• How to complete this task: Make an exact copy of all the entries below, with the pictures left out.

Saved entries

◇ ◇ ◇

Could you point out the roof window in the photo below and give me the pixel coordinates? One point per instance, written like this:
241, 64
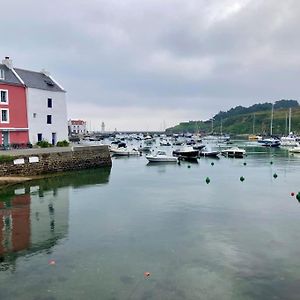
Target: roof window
2, 74
49, 82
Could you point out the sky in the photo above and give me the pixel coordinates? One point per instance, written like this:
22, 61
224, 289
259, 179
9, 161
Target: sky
150, 64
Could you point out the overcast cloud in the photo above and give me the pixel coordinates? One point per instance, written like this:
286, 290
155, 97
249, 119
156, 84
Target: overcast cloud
138, 64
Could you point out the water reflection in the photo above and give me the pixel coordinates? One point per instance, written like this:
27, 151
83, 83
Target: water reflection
35, 216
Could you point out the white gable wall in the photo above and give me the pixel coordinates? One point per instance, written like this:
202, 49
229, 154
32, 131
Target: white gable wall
37, 109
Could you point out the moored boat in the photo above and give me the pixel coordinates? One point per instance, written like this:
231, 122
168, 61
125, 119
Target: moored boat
207, 152
295, 149
124, 152
161, 156
186, 152
234, 152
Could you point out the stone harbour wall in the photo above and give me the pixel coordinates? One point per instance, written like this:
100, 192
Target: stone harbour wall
45, 161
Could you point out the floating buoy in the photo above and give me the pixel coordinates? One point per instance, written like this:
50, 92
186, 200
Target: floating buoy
52, 262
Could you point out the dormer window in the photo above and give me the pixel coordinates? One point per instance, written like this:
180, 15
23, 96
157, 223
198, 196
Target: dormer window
49, 82
3, 97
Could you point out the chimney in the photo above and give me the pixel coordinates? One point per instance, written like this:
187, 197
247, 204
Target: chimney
45, 72
8, 62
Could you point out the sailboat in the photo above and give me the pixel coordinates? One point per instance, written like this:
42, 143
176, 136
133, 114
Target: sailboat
290, 139
271, 141
253, 136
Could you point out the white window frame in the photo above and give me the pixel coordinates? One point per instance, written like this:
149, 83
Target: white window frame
4, 103
7, 111
2, 74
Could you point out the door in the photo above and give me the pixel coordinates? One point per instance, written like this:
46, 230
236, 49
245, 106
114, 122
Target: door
53, 138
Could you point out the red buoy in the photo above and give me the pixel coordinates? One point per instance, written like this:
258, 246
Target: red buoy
147, 274
52, 262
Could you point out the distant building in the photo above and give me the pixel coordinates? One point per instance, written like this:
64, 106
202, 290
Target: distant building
39, 115
77, 127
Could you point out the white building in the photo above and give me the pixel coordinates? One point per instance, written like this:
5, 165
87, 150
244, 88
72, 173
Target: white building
46, 107
77, 126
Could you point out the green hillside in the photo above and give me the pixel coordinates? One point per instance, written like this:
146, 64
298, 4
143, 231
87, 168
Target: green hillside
247, 120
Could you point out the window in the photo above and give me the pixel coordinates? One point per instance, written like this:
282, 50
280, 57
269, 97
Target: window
2, 74
4, 116
50, 102
3, 96
49, 119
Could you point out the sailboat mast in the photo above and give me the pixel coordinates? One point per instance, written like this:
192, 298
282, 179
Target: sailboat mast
290, 119
271, 126
221, 129
286, 123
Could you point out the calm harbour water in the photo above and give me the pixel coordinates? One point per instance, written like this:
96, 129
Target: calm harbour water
92, 234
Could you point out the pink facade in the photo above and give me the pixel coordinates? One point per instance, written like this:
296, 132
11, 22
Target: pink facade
13, 115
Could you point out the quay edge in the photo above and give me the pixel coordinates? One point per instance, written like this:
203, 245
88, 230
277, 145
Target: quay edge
36, 162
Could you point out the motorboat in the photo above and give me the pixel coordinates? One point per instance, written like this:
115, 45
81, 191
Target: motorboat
199, 147
146, 148
207, 152
165, 143
270, 142
161, 156
290, 140
187, 152
124, 152
216, 138
295, 149
234, 152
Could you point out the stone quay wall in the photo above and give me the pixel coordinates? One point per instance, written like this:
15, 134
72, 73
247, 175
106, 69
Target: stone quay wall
33, 162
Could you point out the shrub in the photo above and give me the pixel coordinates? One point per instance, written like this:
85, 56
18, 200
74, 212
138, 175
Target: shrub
44, 144
63, 143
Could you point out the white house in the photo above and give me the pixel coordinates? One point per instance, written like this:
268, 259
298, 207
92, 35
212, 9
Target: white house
46, 107
77, 126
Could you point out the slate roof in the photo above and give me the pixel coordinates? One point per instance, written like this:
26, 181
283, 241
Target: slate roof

◇ ◇ ◇

• Written answer:
Could you point out the roof window in the photo below and give me the pixel coordinates? One point per instance, written like this:
241, 64
Target: roof window
2, 74
49, 82
Could you point out the sky in the photo above and give me the pixel coordinates? One point per instance, written like this:
22, 61
224, 289
259, 179
9, 161
Target: sky
150, 64
Could you point out the overcast cloud in the photo above and give me the pixel coordinates? One point per instance, written like this:
286, 290
155, 97
249, 119
156, 84
Target: overcast cloud
138, 64
Could you point out the water reflection in the photo above and give me the pixel coordinates? One point per instance, written like this:
27, 151
83, 83
Target: water reflection
35, 216
Could you point out the white gable wall in the photo above and give me the pixel coordinates? One point per instance, written like this:
202, 49
229, 154
32, 131
Target: white gable wall
37, 109
Could you point out the moored boat in the photo above and give me the pixel coordinates? One point per instance, written like this:
231, 122
168, 61
125, 119
Target: moored boat
207, 152
295, 149
124, 152
161, 156
186, 152
234, 152
Could you point out the stone harbour wall in the photo above and give me the pixel coordinates? One point per instance, written like this:
100, 192
Target: stone harbour wall
45, 161
Could you point out the floating buoy in the photo above and give me the pixel coordinates? One point per instance, written like this:
50, 92
186, 200
Target: floating buoy
52, 262
Could you point out the dormer window in the photo above and give me the pixel coordinates? One point per instance, written like this:
180, 15
23, 96
157, 223
198, 196
Target: dormer window
49, 82
3, 97
Could you point out the chimney in the photo above and give me the pixel coordinates? One point per instance, written like this:
187, 197
247, 204
Target: chimney
45, 72
8, 62
Could you point out the sailboat in the photo above and give me the pixel coordinates? One point per instance, written like this:
42, 143
176, 136
133, 114
Target: sailboat
290, 139
271, 141
253, 136
Could you point out the white window frame in the photo above and give me the pixel coordinates? One point per instance, written like this:
149, 83
Target: white window frame
4, 103
7, 111
2, 74
Could you point out the door in the photo above and give me the pixel coordinates? One point per instance, written like this:
46, 230
236, 49
245, 106
114, 122
Target: door
53, 138
Could you point out the red buoy in the photo above and give me the pixel coordinates? One point per instance, written like this:
258, 246
Target: red buoy
147, 274
52, 262
Could you point out the distant building in the photo above and give me the pixel coordinates? One point per instance, written like this:
64, 106
202, 290
Target: distant building
39, 115
77, 127
Could you point out the white building in the photo above and give me the pixel coordinates? One point per instance, written like this:
5, 165
87, 150
244, 88
72, 173
Target: white building
46, 107
77, 126
Could you point out the green hillside in the photo above and give me the pixel coordinates? One point per instance, written like this:
146, 64
298, 4
143, 231
87, 168
Target: green hillside
247, 120
Could you point out the window in the photo above and give me the pixel coordinates? One point per instance, written like this:
282, 50
280, 57
269, 97
Target: window
2, 74
4, 116
50, 102
3, 96
49, 119
Could you point out the sailboat mast in the photo above and give me the pixel coordinates? One point per instance, written like this:
192, 298
282, 179
Target: sailboat mast
290, 119
271, 126
221, 129
286, 123
Could you point out the calm harbour water in the photo above and give me the pixel coordinates? One point per instance, written like this:
96, 129
Target: calm harbour water
92, 234
Could you point out the pink facade in the photo above and give me the pixel coordinates? One point per instance, written like this:
296, 132
11, 22
Target: pink facade
13, 115
Could you point out the quay edge in the photo above and give me the pixel coordinates? One point per instance, written like this:
203, 245
88, 230
277, 145
Target: quay edge
36, 162
Could you point out the motorboat in the photo above and give me the pixel coordinates? One point per instance, written like this:
115, 45
81, 191
Target: motorboat
199, 147
146, 148
207, 152
165, 143
270, 142
161, 156
290, 140
187, 152
124, 152
216, 138
295, 149
234, 152
Could you point out the stone quay wall in the photo above and give me the pixel coordinates? One point per instance, written like this:
15, 134
72, 73
247, 175
106, 69
Target: stone quay wall
33, 162
Could you point out the shrub in the photo above and give me the pixel coordinates? One point per instance, written like this:
85, 56
18, 200
74, 212
138, 175
Target: shrub
44, 144
63, 143
Could you point out the white house in the photo above and give me the pixel coordinates? One point per instance, written like this:
268, 259
298, 207
92, 35
212, 9
Target: white house
46, 107
77, 126
Could you point out the slate roof in the photo above and give me the pixel coordinates? One point per instance, written like this:
26, 181
283, 241
Target: slate roof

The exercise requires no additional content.